What to produce:
Only the lines from the one with "<point>261,86</point>" through the end of the data are wanted, copied exactly.

Materials provided START

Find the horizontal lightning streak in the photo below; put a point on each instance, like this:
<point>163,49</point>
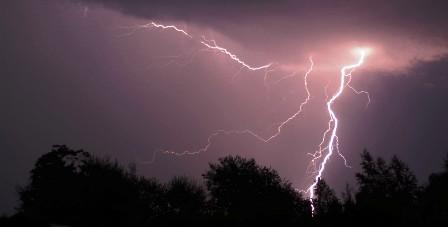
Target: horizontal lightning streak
<point>247,131</point>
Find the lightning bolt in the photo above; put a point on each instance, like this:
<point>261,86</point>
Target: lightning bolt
<point>333,124</point>
<point>209,44</point>
<point>279,128</point>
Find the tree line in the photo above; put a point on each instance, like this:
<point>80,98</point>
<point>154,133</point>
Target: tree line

Materials provided END

Task answer:
<point>261,86</point>
Target: lightning bolt
<point>333,124</point>
<point>209,44</point>
<point>279,128</point>
Find the tree line in the photo above; put a point on each instance, like this:
<point>80,98</point>
<point>154,133</point>
Target: tree line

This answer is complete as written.